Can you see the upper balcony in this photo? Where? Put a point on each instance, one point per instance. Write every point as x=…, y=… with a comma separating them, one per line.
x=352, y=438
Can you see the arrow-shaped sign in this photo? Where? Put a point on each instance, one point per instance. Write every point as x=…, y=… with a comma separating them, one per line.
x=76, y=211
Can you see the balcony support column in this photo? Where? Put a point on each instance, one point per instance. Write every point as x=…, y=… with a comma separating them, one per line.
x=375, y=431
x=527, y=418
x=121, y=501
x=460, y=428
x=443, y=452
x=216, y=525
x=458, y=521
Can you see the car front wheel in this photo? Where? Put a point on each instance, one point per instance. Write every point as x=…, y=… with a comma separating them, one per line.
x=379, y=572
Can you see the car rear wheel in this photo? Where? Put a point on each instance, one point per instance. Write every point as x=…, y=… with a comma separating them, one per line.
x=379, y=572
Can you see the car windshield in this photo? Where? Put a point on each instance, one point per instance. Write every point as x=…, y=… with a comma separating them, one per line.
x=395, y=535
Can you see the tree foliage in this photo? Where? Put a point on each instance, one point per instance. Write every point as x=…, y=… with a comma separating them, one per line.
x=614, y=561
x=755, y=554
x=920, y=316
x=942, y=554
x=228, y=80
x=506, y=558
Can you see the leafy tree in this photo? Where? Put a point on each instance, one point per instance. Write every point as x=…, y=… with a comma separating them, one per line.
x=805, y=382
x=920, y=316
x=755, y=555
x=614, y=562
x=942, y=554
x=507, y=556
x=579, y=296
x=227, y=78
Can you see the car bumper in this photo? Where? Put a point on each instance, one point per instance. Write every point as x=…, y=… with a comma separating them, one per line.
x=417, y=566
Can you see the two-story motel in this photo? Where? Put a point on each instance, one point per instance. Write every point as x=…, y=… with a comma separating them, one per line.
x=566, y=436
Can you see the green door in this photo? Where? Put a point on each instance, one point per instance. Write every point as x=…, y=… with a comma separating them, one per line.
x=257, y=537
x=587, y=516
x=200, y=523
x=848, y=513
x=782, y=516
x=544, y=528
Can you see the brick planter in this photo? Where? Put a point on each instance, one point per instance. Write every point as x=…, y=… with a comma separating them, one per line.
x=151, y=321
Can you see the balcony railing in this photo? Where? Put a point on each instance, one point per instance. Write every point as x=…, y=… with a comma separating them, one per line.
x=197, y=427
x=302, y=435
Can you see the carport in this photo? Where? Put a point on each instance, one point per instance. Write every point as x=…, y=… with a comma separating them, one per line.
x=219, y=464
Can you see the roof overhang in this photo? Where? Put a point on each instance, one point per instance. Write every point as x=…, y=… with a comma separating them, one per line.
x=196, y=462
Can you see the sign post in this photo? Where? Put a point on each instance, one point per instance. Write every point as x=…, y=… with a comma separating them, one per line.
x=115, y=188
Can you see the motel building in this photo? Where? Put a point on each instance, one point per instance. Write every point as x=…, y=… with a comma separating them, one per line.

----

| AIM |
Change every "instance" in the lines above to "occurrence", and leave everything else as it is.

| ANSWER BELOW |
Can you see the upper balcony in this photo? Where? Put a point on each occurrence, one point per occurrence. Write every point as x=…, y=… with a comma separating them, one per line.
x=352, y=438
Can you see the arrow-shaped sign in this photo? Where? Put a point on each occurrence, one point per occurrence. Write every point as x=…, y=… with a comma separating them, one per line.
x=76, y=211
Can you see the balcony support column in this photo? Where? Put a point on each occurrence, one point per occurrence. Write every point as x=…, y=… with a comma separating them, one per line.
x=375, y=431
x=527, y=418
x=121, y=501
x=460, y=428
x=443, y=452
x=216, y=525
x=458, y=521
Can you see the car front wheel in this photo? Where? Put a point on each occurrence, one point per occurrence. Write every point as x=…, y=… with a comma separating them, one per line.
x=379, y=572
Can you see the car rear wheel in this photo? Where? Put a point on each occurrence, one point per occurrence. Write every point as x=…, y=… with a comma separating them, one per line.
x=379, y=572
Can you see the car windshield in this photo? Where? Put a point on each occurrence, one point per occurrence. Write every point as x=…, y=… with a comma separating them, one per line.
x=395, y=535
Can you see the tree foliage in this photo? Where? Put a point on each occurrence, one point per occurrence. Write every point as x=…, y=… with a comma separating them, one per line.
x=614, y=561
x=755, y=554
x=920, y=316
x=942, y=554
x=228, y=80
x=506, y=558
Can you see the leafy tree in this photo? Where? Put a point on each occurrence, one point per occurrence. Write every point as x=…, y=… with a comma separating them, one per line.
x=805, y=382
x=920, y=316
x=755, y=555
x=614, y=562
x=942, y=554
x=507, y=556
x=579, y=296
x=227, y=78
Can you see the car bumper in this photo? Where? Put a point on each occurrence, one point per occurrence. Write every point as x=…, y=… with a comma separating them, one per line.
x=417, y=566
Can you see the two-story motel in this photo? Where? Put a point on each occurrence, one point per occurrence. Write every point as x=…, y=… with a comma separating them, one per line.
x=566, y=436
Can you see the green door in this photo? Where? Put a point on each occurrence, one point per occurrence. Write every point as x=…, y=… with a comma separating them, one per line.
x=257, y=537
x=587, y=516
x=200, y=523
x=848, y=513
x=782, y=516
x=544, y=528
Can you see the brick planter in this photo? Where? Put a point on each occurrence, one point per occurrence. Write every point as x=…, y=… with a comma separating them, one per line.
x=151, y=321
Can you see the balcony railing in this photo? Where? Put a point on each occurrence, one point per occurrence. Write every point as x=…, y=… with a comma separating them, one per line.
x=197, y=427
x=302, y=435
Can you see the carport in this photo? Where? Put a point on each occurrence, one point per occurrence. Write every point as x=…, y=… with a comma separating them, one per line.
x=219, y=464
Can you see the roof overhang in this photo? Where? Put a point on each occurrence, one point per occurrence. Write every point as x=…, y=… with a comma separating them, one per line.
x=196, y=462
Can you see the sign post in this photo? Where? Put a point on each occurrence, one point per occurrence. Write every point as x=…, y=… with a comma separating them, one per line.
x=115, y=188
Can you see the motel building in this photo? Where? Put a point on each occurrence, one point per occurrence. Write every point as x=…, y=… with a comma separating them, one per line.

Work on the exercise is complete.